◆ WORK TO BE COMPLETED: Make an exact copy of the records that follow, with each picture omitted.

^^^^^^^^

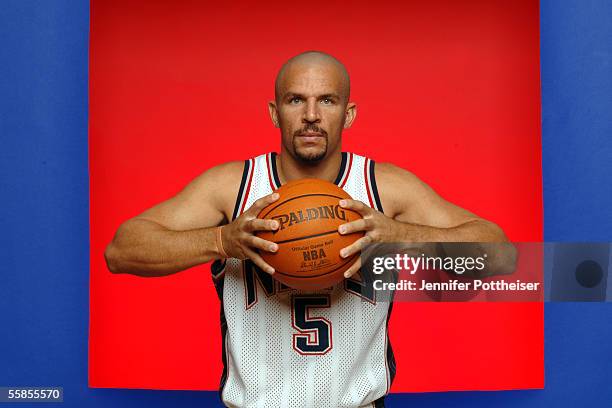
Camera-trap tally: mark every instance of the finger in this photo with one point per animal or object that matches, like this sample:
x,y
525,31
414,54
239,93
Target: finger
x,y
355,247
356,205
257,224
258,260
353,269
361,224
262,203
262,244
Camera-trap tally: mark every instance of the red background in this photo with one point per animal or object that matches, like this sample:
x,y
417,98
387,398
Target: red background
x,y
446,89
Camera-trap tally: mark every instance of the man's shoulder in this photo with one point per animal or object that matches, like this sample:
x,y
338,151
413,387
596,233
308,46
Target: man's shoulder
x,y
389,174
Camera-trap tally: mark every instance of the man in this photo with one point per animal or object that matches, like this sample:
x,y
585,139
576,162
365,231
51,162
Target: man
x,y
282,347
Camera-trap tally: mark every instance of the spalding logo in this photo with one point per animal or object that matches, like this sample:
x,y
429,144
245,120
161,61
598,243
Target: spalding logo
x,y
309,214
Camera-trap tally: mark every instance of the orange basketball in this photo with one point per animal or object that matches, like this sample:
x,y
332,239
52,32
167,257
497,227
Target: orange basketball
x,y
309,244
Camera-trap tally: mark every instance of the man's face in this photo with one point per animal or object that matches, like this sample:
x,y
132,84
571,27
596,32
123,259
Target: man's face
x,y
311,110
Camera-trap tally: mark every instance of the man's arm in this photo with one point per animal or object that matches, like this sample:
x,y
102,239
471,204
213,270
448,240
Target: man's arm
x,y
178,233
415,213
181,232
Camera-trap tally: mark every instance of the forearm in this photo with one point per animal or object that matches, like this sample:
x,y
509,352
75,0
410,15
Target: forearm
x,y
145,248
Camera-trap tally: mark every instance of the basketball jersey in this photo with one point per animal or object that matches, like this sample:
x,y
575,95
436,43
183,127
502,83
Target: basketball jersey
x,y
289,348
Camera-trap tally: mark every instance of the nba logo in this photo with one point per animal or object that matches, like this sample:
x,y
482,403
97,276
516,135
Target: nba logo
x,y
578,272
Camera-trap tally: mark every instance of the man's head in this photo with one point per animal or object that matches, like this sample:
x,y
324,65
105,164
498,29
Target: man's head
x,y
311,105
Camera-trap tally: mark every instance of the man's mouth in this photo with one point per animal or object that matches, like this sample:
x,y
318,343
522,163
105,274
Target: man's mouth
x,y
310,137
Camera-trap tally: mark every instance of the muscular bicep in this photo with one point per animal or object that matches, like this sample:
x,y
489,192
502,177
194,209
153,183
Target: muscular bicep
x,y
411,200
204,202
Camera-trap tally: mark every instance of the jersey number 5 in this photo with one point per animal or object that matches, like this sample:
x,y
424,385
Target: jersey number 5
x,y
314,334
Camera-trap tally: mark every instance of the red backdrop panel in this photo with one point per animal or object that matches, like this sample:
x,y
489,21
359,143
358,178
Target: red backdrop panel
x,y
446,89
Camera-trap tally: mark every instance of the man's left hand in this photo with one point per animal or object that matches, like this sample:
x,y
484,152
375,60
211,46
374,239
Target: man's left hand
x,y
377,226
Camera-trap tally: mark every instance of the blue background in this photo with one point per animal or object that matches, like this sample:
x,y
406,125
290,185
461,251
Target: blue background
x,y
44,217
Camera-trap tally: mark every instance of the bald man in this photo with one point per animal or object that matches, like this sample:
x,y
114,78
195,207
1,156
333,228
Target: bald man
x,y
283,347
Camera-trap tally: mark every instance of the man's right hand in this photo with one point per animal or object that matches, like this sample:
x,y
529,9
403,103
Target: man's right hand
x,y
238,237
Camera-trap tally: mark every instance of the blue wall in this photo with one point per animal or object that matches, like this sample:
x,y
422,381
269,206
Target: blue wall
x,y
44,217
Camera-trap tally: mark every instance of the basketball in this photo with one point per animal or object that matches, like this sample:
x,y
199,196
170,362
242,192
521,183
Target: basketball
x,y
309,244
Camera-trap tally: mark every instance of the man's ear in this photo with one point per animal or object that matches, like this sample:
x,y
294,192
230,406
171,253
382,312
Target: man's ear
x,y
273,113
349,114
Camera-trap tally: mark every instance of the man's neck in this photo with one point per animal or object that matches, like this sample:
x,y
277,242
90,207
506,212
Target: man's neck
x,y
290,169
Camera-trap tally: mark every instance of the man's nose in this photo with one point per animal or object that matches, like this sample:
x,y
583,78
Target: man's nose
x,y
312,114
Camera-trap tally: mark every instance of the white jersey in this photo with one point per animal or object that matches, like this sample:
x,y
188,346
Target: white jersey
x,y
288,348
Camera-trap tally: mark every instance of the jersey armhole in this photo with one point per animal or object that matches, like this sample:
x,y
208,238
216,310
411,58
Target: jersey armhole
x,y
240,197
375,187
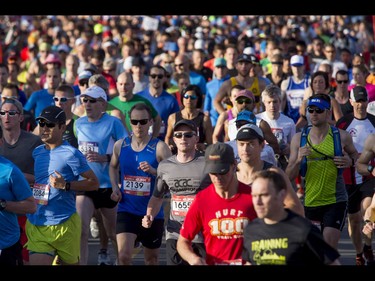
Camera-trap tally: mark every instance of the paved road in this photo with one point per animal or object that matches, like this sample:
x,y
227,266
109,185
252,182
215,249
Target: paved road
x,y
345,247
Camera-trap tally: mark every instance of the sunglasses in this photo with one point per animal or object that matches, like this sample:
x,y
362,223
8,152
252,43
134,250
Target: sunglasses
x,y
186,135
186,96
89,100
242,101
220,174
159,76
62,99
317,110
49,125
84,83
10,113
141,121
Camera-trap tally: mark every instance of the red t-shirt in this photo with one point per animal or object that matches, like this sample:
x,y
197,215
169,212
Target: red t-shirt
x,y
222,222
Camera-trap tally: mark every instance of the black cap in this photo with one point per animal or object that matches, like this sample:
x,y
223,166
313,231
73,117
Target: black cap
x,y
244,57
185,122
138,61
53,114
218,156
359,93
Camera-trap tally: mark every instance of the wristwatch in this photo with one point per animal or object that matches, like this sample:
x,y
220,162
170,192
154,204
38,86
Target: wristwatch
x,y
370,168
3,204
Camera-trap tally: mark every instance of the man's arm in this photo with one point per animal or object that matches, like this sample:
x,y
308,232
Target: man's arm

^^^^^^^^

◆ ANSWER FOR THIS EXERCISE:
Camera-trap tally: mark every instance of the finger in this photo with one point per animal or object that matches, like this sample:
x,y
525,31
414,54
239,93
Target: finger
x,y
355,247
356,205
257,224
258,260
353,269
361,224
262,203
262,244
Camera-trap tally: mark every instance of the red background in this photo with one point per animal or object that matches, like this sample:
x,y
417,98
387,398
Target: red background
x,y
446,89
Camera-trap tally: mark every instance of the man's shoulder in this photo with one point per animal or object that matches, like this sample:
x,y
338,151
413,387
596,233
308,46
Target: man's shoulder
x,y
389,174
Camera-trap tally: mark every instance of the man in this photo with one point per animal or object that matches, like this sample:
x,y
585,139
576,162
365,231
51,162
Target: man
x,y
282,347
Camera-trap tally: mark every instance of the spalding logo in this photo with one point per animal or object that matches, like this sample:
x,y
429,144
245,120
161,61
598,243
Target: spalding logo
x,y
309,214
Camera-trap tally: mark every instance of the orange basketball in this photo with one point per animal or object that matches, like this sample:
x,y
332,239
52,32
167,257
497,227
Target: orange basketball
x,y
309,244
Camera-trap tally: mark every instance of the man's face in this photo with one point per animal or object that matches, like this sample:
x,y
132,84
571,27
596,32
123,259
Target: man's face
x,y
311,110
Camera-trap tally: mark every instance of the man's arm in this photo with one point per animal or object that matches, like this sample:
x,y
102,239
471,204
213,270
448,240
Target: man's arm
x,y
178,233
415,213
181,232
Camera-trap tally: mark every instance of the forearm in this photo with one point per animal or object that matches, like this sample:
x,y
509,352
75,0
410,15
Target: forearm
x,y
145,248
Camera-trap tally: mark every instance of the basketball jersey in this photo with one point per animal or object that matches, like this sample:
x,y
575,95
436,43
183,127
502,83
Target: basketball jersey
x,y
289,348
Camera-trap tally: mark every instance of the nba logo in this photo with one point per animal or object that matches, like this sample:
x,y
482,403
97,276
516,135
Target: nba logo
x,y
578,272
Camera-trap tally: mark every instance of the man's head in this photo with one point per animal or object that matches, like this sample:
x,y
324,65
105,164
498,29
Target: man's head
x,y
311,105
Camera-trap tally: mark every instance of the man's mouth in this photo with one point per animal or object that matches, like this sample:
x,y
318,343
522,163
105,274
Target: man's mouth
x,y
310,137
Camera-trap tally: mark every instance of the muscular bicep in this photo with one point per animal or object that matches, like this sample:
x,y
489,192
502,177
194,209
153,183
Target: muscular bicep
x,y
411,200
204,202
Camera-trap tally: mark every instance of the jersey number 5 in this photo with one point per animal or object that matches, like this sample:
x,y
424,385
Target: jersey number 5
x,y
314,334
Camera-trap tally: mark every instance of the red backdrop panel in this photo with one point per animal or object that matches, like this sample:
x,y
489,21
359,143
358,178
Target: red backdrop panel
x,y
446,89
Camera-trap tally: mark every instance of the man's left hand in this photo with one point per animal or object that matches, like this sample:
x,y
484,152
375,60
211,46
374,239
Target: man's left hand
x,y
377,226
Camera-trap tally: mark every instance of the blue background in this photo with one point per animal or object that matches, like this sample:
x,y
406,125
290,185
461,251
Target: blue background
x,y
44,217
Camera-trap tally: mark every instance of the bald man in this photo with one point per animal or object that matches, like this sample:
x,y
114,78
195,207
1,156
333,228
Target: bald man
x,y
283,347
Camera-trap tally: mark every instance of the man's right hand in this photo with one point per animal or object that matches, like this sample:
x,y
529,9
403,103
Target: man's right hand
x,y
238,237
Camera-trap tally: mark every instance of the blue wall in this photo with one point per animal or object that matches, like this sample:
x,y
422,381
269,206
Target: blue wall
x,y
44,217
Camera-trap tally: mark every instance of the basketball in this photo with one point per animal or object that matches, like this sample:
x,y
199,196
170,362
242,192
521,183
Target: basketball
x,y
309,244
Camera-trap tally: mark every instance of the man's ear in this photo with one point per animal or object that matches, like this sample:
x,y
294,192
230,406
171,253
382,312
Target: man's ear
x,y
273,113
349,114
Camera-trap tally: mark every instance of the man's neck in this photo with one point per animal or object that matches, like this sample:
x,y
277,242
90,207
506,212
Target: man's neck
x,y
290,169
Camera-trap tally: mark every instance of the man's nose in this photo with one point per animal or object that matches, like this sample:
x,y
583,78
Target: man's nose
x,y
312,114
Camera-trap tally: mark every instance of the white jersey in this photo with one point per animal or object that matches, like this sample:
x,y
188,346
Target: white jersey
x,y
288,348
Camera-trap tally: mark every instance of the jersey armhole in this photo with one point per animal or object that matches, like this sample:
x,y
208,238
216,310
411,58
Target: jersey armhole
x,y
240,197
375,187
Camera-trap tally: mark every instance of the paved road in this photo with one point per animal or object that matches, like this sample:
x,y
227,266
109,185
252,182
215,249
Target: paved road
x,y
345,247
Camera-trap tally: mark every instance of the sunglasses in this photo with one point per animal or object that matches, like this sample:
x,y
362,223
8,152
252,43
134,250
Target: sunglasses
x,y
186,135
186,96
89,100
242,101
220,174
159,76
62,99
317,110
49,125
84,83
10,113
141,121
Camera-trap tally: mark every instance of the red t-shirt in this photo with one point per animal or object that matches, like this sample:
x,y
197,215
169,212
Target: red t-shirt
x,y
222,222
Camera-trap tally: mark every instance of the black cap in this photo with one point per animal or object that matches, like this sample:
x,y
223,166
313,231
73,117
Target: black cap
x,y
244,57
185,122
138,61
53,114
218,156
359,93
Camera-trap tally: mark every instance of the wristwatch in this photo with one point per animal or object that matches, like this sample:
x,y
220,162
170,192
154,204
38,86
Target: wristwatch
x,y
370,168
3,204
Camera-trap tally: mark every instance of the man's arm in this photo with one point per animal or object that matches, like this sample:
x,y
308,232
Target: man's arm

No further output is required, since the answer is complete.